**Task instructions:** Could you rewrite the rows, starting at the line that has "Can you find the overcast" (that line included) and continuing through the last row, with every coordinate in the answer points increased by 10? Leave the requests and their sample points as they are.

(begin)

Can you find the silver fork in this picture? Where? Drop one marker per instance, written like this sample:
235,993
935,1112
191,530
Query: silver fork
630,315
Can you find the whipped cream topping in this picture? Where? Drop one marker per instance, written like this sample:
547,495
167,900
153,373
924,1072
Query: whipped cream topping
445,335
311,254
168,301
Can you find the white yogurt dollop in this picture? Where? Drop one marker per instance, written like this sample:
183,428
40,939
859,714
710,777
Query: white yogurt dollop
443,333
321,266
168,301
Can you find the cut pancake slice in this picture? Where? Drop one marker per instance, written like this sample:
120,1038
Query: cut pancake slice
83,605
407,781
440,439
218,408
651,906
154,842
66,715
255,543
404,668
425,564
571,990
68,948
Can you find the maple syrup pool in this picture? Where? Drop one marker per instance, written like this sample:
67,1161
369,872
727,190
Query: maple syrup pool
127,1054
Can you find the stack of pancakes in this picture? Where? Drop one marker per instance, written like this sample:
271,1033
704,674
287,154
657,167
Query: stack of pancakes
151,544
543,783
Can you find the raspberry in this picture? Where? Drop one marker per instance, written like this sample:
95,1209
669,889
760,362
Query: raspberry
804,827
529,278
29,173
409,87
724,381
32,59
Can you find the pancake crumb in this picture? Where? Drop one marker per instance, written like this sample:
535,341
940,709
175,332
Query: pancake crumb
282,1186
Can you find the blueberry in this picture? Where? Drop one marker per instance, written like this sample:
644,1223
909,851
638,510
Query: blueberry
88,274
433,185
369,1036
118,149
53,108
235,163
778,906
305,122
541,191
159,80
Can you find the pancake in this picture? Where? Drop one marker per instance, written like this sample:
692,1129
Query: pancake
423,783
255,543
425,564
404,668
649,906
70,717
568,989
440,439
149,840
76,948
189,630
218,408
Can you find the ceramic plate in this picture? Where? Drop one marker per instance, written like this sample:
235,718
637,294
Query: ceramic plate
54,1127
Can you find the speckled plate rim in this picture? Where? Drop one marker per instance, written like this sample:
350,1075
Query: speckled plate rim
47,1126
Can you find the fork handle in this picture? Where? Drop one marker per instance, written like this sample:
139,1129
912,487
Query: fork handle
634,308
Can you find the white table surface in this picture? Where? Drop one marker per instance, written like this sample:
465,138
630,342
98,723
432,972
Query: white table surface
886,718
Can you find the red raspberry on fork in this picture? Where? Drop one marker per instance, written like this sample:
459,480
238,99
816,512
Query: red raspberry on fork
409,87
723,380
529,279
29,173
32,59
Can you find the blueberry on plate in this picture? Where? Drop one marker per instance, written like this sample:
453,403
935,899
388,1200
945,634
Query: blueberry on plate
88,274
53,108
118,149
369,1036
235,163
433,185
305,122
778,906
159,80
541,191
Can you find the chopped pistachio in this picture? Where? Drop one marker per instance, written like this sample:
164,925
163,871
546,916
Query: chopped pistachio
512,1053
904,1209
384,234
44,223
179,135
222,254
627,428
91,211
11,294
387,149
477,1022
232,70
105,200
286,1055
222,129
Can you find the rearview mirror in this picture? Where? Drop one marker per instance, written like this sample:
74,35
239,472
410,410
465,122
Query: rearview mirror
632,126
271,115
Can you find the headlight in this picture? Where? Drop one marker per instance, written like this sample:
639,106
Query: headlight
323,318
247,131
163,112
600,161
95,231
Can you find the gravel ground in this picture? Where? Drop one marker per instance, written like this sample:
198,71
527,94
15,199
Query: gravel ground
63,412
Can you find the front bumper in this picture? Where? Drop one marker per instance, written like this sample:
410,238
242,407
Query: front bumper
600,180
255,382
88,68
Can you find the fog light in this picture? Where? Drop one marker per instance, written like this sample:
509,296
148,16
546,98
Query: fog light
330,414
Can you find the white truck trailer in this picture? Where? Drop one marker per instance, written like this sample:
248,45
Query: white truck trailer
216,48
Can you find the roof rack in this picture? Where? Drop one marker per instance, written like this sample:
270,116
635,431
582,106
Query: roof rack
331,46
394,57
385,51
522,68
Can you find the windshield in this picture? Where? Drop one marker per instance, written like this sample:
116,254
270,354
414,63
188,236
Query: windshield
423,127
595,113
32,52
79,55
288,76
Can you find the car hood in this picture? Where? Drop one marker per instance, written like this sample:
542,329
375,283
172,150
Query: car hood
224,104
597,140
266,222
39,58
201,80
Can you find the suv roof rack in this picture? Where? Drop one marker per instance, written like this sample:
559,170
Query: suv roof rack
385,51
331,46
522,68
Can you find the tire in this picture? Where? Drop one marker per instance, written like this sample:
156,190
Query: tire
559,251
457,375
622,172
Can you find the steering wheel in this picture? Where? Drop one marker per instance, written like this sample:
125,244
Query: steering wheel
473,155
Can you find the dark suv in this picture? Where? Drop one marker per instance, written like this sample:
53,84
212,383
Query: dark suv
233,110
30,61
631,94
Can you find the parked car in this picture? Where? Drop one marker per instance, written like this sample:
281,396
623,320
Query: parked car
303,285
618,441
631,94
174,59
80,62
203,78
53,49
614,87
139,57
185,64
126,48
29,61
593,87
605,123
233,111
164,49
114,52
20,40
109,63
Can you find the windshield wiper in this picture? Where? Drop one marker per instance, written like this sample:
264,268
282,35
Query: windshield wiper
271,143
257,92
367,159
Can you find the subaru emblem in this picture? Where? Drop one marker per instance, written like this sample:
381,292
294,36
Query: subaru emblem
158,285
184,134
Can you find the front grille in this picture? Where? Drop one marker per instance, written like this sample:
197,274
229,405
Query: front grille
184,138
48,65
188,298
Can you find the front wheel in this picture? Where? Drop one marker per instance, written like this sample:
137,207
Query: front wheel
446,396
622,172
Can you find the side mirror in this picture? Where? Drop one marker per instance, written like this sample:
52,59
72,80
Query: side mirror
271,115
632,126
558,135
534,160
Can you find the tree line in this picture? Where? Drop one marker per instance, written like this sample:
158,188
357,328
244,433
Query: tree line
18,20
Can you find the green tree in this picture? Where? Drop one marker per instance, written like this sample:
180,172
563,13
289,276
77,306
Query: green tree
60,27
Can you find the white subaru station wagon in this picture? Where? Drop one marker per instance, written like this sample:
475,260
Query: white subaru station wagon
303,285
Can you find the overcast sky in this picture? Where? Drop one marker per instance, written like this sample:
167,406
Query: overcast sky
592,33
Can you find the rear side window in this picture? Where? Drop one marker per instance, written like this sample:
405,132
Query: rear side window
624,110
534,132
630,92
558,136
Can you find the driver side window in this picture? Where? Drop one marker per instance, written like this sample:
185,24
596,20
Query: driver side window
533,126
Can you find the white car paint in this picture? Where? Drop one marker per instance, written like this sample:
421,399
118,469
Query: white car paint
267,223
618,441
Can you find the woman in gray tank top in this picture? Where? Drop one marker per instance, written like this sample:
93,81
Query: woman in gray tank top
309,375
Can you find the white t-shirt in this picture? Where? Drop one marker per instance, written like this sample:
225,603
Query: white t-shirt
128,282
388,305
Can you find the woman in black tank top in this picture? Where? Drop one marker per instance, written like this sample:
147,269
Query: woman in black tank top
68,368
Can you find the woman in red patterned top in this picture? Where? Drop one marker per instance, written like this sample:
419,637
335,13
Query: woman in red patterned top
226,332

(end)

**Answer to the task:**
Can you find the overcast sky in this picture? Where? Drop one marker per instance, written like this sample:
167,406
Query: overcast sky
602,43
Can you find the rear side window in this picture? Where? Drop one marker per instance, written like this sample:
405,132
Query: rear side window
634,120
544,142
640,102
568,146
Can you find the driver side window in this picture? Where? Drop one marker per instance, written like this sample:
185,24
596,20
Query: driver side window
543,136
Can you find the white car paint in this picture? Where? Drop one marker per instance, written like this sample:
421,399
118,469
Query: white car paint
277,233
628,451
Can you find the woman in gray tank top in this picture? Where? Drop one marker per instance, written like this sample:
93,81
Query: woman in gray tank top
319,385
Can you find the white t-shirt in this picture? Where? Drop one marker per instance, written like this sample:
225,603
Query: white t-shirt
138,292
398,315
Can you find the woman in black tank top in this picture? Where? Drop one marker per instance, written like this sample:
147,269
Query: woman in black tank top
78,378
Can you find the woman in red patterned top in this picture? Where? Drop one marker per instance, written like this sample:
419,637
335,13
Query: woman in red patterned top
236,342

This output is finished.